## TASK STATEMENT
Pick out every line in the items below that contains the word "wall", and copy each of those lines.

## DATA PROVIDED
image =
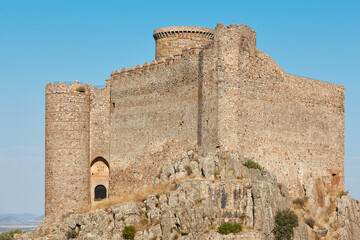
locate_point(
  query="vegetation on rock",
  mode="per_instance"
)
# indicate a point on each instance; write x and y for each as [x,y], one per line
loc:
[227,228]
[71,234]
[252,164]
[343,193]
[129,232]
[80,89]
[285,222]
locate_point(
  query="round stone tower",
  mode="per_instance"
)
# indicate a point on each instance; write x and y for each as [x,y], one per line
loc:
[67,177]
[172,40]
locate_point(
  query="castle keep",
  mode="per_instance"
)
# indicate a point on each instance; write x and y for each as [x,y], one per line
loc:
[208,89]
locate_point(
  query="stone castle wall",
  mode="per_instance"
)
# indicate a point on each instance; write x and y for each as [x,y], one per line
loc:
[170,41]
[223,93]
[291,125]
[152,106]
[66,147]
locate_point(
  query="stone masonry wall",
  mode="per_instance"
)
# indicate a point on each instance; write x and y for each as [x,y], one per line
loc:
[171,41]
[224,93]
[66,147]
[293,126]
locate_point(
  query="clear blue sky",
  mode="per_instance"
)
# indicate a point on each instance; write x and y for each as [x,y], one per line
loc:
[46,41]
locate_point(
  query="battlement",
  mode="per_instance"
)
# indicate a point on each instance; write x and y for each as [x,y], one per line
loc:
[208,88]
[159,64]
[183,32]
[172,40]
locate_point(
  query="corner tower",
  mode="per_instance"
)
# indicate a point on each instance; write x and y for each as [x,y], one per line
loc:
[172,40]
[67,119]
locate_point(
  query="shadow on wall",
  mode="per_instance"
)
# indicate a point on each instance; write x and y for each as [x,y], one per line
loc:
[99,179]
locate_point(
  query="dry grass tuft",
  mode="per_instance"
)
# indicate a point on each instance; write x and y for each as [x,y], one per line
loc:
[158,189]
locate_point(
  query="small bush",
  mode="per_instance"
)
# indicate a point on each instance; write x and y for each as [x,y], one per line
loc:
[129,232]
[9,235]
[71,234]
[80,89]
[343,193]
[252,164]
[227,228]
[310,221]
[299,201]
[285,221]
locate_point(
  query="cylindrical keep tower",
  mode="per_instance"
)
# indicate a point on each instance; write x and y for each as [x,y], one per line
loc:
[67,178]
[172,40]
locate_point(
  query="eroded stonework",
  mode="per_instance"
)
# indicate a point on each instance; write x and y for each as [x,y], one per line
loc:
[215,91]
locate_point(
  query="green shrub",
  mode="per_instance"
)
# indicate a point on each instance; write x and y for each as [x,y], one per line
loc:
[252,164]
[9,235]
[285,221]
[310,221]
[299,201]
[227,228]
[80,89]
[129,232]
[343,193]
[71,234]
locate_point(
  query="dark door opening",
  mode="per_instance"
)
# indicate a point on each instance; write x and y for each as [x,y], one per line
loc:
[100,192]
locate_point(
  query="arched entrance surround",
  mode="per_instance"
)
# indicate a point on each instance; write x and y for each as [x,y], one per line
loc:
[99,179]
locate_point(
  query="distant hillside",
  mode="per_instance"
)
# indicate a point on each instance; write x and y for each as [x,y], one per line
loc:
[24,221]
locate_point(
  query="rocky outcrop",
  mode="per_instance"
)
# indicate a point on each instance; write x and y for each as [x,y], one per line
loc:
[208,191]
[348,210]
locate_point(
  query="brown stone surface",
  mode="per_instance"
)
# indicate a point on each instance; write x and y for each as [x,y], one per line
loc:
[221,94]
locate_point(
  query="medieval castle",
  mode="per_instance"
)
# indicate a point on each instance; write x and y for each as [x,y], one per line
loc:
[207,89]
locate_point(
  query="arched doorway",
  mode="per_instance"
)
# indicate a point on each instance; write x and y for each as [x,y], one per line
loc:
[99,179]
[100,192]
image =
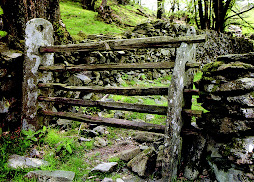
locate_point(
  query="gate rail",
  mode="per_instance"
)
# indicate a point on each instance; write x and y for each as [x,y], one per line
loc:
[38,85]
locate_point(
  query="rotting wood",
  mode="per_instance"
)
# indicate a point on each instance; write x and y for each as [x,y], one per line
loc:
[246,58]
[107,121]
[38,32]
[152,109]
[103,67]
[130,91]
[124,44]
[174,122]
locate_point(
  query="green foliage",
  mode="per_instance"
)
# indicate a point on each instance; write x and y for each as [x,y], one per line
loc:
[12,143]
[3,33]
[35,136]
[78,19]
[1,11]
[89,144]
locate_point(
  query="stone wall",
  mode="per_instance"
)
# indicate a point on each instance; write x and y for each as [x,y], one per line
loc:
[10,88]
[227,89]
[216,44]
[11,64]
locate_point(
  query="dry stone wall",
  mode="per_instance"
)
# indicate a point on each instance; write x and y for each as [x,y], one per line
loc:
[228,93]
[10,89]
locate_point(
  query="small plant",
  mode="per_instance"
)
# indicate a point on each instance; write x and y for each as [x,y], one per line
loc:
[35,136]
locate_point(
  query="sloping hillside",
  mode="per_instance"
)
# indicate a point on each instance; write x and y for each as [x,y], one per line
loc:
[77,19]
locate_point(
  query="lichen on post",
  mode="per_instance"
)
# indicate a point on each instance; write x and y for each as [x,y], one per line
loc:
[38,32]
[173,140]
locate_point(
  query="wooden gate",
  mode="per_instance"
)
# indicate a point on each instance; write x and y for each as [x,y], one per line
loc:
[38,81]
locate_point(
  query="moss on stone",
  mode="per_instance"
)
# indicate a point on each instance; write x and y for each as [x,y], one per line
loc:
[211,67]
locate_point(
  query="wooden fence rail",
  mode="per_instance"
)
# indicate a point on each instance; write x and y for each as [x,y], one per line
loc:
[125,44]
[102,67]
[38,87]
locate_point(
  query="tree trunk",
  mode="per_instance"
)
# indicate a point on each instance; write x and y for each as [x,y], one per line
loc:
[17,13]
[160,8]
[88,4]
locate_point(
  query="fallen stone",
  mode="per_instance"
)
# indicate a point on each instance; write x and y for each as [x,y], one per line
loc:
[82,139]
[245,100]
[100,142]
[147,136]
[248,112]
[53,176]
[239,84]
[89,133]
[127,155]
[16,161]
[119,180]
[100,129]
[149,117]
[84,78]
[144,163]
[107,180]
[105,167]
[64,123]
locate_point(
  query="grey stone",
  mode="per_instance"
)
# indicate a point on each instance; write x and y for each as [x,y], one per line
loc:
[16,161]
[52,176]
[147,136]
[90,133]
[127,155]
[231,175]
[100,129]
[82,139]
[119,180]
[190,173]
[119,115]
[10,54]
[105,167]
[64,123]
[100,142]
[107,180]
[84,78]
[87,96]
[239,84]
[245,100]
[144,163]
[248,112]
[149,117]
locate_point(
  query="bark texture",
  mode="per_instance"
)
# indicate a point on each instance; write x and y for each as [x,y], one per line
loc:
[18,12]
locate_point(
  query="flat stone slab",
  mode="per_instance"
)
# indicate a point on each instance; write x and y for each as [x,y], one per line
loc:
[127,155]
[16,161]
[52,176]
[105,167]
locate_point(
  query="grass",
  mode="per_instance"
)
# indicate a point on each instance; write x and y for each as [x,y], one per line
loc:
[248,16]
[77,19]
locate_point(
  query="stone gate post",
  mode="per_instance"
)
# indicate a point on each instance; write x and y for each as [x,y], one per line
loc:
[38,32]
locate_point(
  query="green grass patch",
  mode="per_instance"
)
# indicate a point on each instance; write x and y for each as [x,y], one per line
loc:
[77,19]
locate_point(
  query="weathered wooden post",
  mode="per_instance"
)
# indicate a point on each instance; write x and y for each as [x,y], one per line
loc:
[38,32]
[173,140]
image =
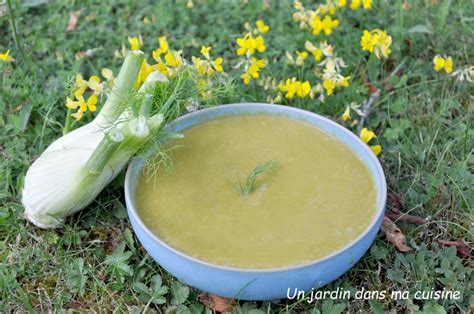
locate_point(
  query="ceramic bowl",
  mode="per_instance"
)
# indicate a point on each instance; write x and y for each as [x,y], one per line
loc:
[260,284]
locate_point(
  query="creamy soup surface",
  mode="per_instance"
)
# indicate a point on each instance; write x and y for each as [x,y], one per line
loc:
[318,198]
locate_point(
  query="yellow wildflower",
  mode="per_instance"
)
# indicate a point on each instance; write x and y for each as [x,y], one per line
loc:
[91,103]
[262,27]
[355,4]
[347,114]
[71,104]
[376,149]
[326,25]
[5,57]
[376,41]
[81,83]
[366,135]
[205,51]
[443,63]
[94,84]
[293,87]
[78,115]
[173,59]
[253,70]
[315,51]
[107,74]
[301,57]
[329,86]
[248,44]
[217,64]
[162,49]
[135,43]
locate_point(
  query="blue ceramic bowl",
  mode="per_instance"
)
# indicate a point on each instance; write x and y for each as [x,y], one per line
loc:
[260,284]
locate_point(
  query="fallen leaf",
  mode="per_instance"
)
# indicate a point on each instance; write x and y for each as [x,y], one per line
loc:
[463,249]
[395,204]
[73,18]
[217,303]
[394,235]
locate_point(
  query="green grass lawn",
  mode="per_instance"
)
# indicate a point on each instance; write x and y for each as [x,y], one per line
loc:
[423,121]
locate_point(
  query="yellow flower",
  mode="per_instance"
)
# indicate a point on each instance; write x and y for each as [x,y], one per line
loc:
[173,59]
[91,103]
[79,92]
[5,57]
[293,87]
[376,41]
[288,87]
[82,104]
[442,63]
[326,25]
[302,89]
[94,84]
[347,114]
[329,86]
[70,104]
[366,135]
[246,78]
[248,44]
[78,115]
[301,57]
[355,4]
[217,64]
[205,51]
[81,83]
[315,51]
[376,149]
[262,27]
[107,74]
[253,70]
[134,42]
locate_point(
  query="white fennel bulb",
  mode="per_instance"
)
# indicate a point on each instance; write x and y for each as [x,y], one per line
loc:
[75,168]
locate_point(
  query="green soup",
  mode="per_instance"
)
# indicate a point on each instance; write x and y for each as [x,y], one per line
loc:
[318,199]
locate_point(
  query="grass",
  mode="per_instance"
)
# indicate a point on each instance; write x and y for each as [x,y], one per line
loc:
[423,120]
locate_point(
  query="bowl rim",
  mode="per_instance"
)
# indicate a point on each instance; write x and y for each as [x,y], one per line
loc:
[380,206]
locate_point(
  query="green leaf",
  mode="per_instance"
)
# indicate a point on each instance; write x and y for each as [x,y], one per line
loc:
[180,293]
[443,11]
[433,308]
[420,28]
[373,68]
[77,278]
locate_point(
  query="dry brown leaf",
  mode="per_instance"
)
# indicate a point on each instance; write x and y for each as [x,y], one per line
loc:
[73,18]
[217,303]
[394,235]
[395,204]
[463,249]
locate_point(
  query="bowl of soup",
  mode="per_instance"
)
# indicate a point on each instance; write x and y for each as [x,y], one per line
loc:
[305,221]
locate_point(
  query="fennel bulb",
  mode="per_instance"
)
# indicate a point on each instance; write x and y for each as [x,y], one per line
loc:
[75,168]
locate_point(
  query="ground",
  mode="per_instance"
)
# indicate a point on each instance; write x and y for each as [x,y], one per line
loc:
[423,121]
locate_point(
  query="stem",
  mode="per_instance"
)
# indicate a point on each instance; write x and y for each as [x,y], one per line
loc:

## SOLUTION TO THIS EXERCISE
  query="stone castle wall",
  query="stone masonry wall",
  query="shadow on wall",
  query="stone wall",
  query="dry stone wall",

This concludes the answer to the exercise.